**Task directions:**
Render every item below as a two-column CSV with the header item_text,answer and one row per item. Put the item's text and its answer each in a single double-quoted field, replacing any line breaks with spaces.
-- begin Dataset extract --
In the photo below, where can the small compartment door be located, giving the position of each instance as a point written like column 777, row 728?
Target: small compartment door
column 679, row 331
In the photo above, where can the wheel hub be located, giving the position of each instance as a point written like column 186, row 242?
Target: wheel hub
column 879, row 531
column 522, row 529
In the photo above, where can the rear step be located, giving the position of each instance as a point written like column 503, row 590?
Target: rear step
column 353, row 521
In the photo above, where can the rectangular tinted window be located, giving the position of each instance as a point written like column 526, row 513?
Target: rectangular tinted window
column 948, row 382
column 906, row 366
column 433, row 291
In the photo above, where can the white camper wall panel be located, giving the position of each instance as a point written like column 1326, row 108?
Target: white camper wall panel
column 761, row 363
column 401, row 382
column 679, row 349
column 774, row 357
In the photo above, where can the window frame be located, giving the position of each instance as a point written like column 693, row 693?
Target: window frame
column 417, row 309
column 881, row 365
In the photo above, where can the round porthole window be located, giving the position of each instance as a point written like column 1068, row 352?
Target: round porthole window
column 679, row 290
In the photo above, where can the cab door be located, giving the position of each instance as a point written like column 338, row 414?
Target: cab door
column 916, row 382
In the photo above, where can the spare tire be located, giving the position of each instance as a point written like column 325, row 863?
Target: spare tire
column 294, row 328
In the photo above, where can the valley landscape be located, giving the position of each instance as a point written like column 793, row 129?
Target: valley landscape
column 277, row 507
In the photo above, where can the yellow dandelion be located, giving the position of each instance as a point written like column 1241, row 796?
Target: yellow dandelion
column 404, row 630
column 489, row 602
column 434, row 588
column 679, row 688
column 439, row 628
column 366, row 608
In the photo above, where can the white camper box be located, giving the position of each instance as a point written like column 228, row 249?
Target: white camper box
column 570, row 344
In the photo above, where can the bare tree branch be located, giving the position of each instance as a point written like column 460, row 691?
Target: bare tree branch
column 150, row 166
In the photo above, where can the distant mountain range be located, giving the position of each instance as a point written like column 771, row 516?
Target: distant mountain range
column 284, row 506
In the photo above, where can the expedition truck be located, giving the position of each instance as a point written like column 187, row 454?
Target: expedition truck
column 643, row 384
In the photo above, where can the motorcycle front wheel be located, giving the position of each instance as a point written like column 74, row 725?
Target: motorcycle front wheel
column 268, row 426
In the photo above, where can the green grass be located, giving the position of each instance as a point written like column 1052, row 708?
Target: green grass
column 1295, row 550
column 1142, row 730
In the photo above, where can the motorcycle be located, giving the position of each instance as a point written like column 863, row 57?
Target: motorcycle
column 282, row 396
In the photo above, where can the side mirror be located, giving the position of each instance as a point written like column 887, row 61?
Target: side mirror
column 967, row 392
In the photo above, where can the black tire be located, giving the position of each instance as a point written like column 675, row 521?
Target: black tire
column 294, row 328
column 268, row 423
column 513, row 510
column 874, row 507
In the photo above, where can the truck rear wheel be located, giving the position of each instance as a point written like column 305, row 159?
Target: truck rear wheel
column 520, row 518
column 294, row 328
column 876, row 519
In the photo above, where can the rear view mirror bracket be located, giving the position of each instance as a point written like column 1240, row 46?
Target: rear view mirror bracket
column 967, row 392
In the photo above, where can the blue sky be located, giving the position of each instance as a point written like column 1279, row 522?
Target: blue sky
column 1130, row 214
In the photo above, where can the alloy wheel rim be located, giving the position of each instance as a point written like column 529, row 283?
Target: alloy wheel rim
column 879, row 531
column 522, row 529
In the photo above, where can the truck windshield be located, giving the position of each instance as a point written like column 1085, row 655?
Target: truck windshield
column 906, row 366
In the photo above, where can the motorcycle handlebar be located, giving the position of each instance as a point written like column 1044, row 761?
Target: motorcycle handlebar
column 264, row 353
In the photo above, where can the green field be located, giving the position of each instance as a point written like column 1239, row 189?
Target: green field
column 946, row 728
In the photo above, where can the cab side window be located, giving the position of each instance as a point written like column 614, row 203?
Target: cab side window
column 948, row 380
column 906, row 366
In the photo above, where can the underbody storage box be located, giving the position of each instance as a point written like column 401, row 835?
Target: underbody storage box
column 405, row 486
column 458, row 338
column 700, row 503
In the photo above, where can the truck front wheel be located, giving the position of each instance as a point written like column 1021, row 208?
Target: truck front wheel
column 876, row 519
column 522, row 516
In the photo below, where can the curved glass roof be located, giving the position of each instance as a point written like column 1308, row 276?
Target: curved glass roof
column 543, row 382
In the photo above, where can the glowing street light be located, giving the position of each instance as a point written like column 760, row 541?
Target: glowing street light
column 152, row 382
-- end Dataset extract --
**Solution:**
item_text,answer
"In the photo below, where can the small compartment door be located, giving the position of each instance as a point written like column 777, row 728? Target: small compartment door","column 679, row 331"
"In the photo above, where can the wheel hub be located, giving the position of each instance as a point written like column 186, row 242? Target: wheel hub","column 879, row 531 column 522, row 529"
"In the photo above, where can the rear step be located, giving the position of each instance as a point written like column 503, row 590? Target: rear step","column 353, row 521"
"In the photo above, where can the rectangular tinted window be located, giving the position of each instance as a point written like column 526, row 513? Target: rectangular tinted window","column 948, row 382 column 906, row 366 column 433, row 291"
"In the photo above, where can the white camper wall panel be located, giving the position of each instance as a point written like column 1326, row 108? Target: white camper wall panel","column 761, row 363 column 401, row 382 column 679, row 349 column 774, row 357"
"In the photo above, where can the window frame be located, giving the position of each instance as a point written like column 693, row 693? Target: window frame","column 417, row 309 column 881, row 365"
"In the photo above, where can the round porthole window be located, giving the position of each instance as a point written like column 1068, row 352? Target: round porthole window","column 679, row 290"
"In the photo above, where can the cab door be located, giving the position of each instance as a point written like column 338, row 414? Target: cab door","column 916, row 382"
"In the photo above, where can the spare tire be located, giving the position of each instance as a point written like column 325, row 863? Target: spare tire","column 294, row 328"
"In the photo above, where can the valley landscape be located, giving the position of each instance as a point written like column 793, row 129? Target: valley landscape","column 277, row 507"
"In the photo above, where can the yellow dandelion be located, giving the position of each instance as a point written like column 1241, row 796? Target: yellow dandelion","column 404, row 630 column 489, row 602 column 434, row 588 column 679, row 688 column 439, row 628 column 366, row 608"
"In the photo above, where can the white camper box be located, giving the position of each instance as a point written like column 228, row 249? Target: white camper box","column 570, row 344"
"In the photo above, where can the bare tree branch be located, giving the position of each instance as a point written like column 460, row 691? Target: bare tree branch","column 150, row 166"
"In the photo above, where can the distant mountain range be located, giving the position of each instance as a point written like column 771, row 516? Target: distant mountain range","column 284, row 506"
"In the photo above, where can the expedition truck be located, giving the position of each instance as a point written like column 187, row 454? Target: expedition truck","column 643, row 384"
"In the photo above, where can the motorcycle front wheel be located, giving the position of each instance as a point written like column 74, row 725? Target: motorcycle front wheel","column 268, row 426"
"In the photo above, where can the green grass be located, giving the position of each instance as a point written like column 1052, row 708? Target: green grass","column 1295, row 550 column 1142, row 730"
"In the photo above, where can the motorcycle be located, giving the position of each instance as a point written like column 863, row 57? Target: motorcycle","column 282, row 396"
"In the photo above, where can the side mirror be located, giving the position of each instance as a point written like column 887, row 61? Target: side mirror","column 967, row 392"
"In the photo above, where can the black tire be located, giving the position of each instance as a point written like column 675, row 521? Target: black tire","column 294, row 328 column 268, row 423 column 513, row 510 column 874, row 507"
"In the photo above, where can the truck rear wheel be located, giving the position of each instance as a point written like column 305, row 159? Target: truck rear wheel","column 520, row 518 column 294, row 328 column 876, row 519"
"In the photo above, where can the rear view mirror bracket be located, giving the position of each instance as a point written like column 1240, row 46? Target: rear view mirror bracket","column 967, row 392"
"In the photo above, where can the blue sky be located, giving the position of each instance as a point written like column 1279, row 522? Target: blue sky","column 1130, row 214"
"In the photo above, where can the alloy wheel rim be located, giving the position of each instance as a point written like column 529, row 283? Target: alloy wheel rim","column 879, row 531 column 522, row 529"
"In the photo above, where can the truck windshield be located, giving the position of each instance as a point written like column 1085, row 655? Target: truck windshield","column 906, row 366"
"In the photo above, where can the motorcycle handlebar be located, giving the position of each instance as a point written like column 1044, row 761? Target: motorcycle handlebar","column 264, row 353"
"In the photo above, where can the green field be located, giving the position of each instance as a point written like column 1239, row 189? Target: green field","column 946, row 728"
"In the photo above, where can the cab side window be located, giving the position of each instance as a point written like column 614, row 203? Target: cab side window","column 948, row 380 column 906, row 366"
"In the photo above, where can the underbody storage box be located, giving the position of each instance as a point written like column 401, row 835? Target: underbody storage box","column 405, row 486 column 458, row 338 column 700, row 503"
"In the photo above, where can the truck front wheel be located, giving the position of each instance as a point written like column 1021, row 208? Target: truck front wheel","column 876, row 519 column 522, row 516"
"In the photo below, where can the curved glass roof be located, giving the position of each instance as a point written like column 1308, row 276? Target: curved glass roof","column 543, row 382"
"In the photo above, where can the glowing street light be located, giving the position of each instance as a point written like column 760, row 541? Target: glowing street light","column 152, row 382"